Beginning with the line where "Target: white modern villa" appears, please restate each line of the records below word for word until the last one, inclusive, and nothing else.

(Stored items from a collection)
· · ·

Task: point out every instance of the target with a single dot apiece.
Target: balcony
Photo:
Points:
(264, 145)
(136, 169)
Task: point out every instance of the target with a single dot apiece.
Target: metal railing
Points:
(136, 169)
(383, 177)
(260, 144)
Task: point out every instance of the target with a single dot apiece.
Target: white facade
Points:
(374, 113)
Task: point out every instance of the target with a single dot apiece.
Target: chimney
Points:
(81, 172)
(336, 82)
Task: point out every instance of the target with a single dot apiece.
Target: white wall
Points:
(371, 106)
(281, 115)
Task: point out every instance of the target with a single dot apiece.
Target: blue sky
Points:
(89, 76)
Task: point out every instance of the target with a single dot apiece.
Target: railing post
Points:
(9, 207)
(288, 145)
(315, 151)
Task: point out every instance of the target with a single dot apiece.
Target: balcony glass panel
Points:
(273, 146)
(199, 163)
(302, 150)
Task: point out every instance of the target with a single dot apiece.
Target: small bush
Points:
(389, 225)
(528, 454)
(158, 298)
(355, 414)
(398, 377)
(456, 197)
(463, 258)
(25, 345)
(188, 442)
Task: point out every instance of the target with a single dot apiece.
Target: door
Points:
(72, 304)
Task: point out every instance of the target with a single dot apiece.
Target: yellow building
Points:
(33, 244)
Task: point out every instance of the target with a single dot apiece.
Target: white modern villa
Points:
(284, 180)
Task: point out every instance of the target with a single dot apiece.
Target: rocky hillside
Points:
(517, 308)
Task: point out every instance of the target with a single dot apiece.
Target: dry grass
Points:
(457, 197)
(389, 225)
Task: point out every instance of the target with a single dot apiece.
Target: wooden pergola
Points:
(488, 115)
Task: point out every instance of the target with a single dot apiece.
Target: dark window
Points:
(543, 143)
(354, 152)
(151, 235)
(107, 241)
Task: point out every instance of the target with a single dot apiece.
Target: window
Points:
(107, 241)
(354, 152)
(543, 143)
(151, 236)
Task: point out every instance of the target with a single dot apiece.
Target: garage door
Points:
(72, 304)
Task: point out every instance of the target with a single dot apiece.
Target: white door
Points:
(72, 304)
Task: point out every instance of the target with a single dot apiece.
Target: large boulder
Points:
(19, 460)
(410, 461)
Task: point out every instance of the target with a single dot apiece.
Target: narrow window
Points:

· · ·

Reply to the exercise -
Target: white modern villa
Points:
(284, 180)
Task: point out every instance of the target with a single dot apiece.
Target: rocky hillside
Points:
(517, 308)
Task: point out every instance of the target with a single dot apiece.
Target: dry grass
Points:
(457, 197)
(389, 225)
Task: point out every instance of the target with a single dot apiece.
Target: wooden pergola
Points:
(488, 115)
Task: point out every instance of the target with a single dot apiece.
Target: dark window
Points:
(543, 143)
(354, 152)
(151, 235)
(107, 241)
Task: point out every instance of the target with a single dot apiece.
Target: window
Points:
(107, 241)
(354, 152)
(543, 143)
(151, 236)
Task: point out every instance of the target with a single dot apiece.
Target: garage door
Points:
(72, 304)
Task: point out every instance of the target with a single dot apiece.
Target: white door
Points:
(72, 304)
Task: point out every instance of the target with a single dot apiece.
Target: large boulder
Points:
(19, 460)
(410, 461)
Task: point out every instance of the target with a single dot apiece.
Target: narrow window
Points:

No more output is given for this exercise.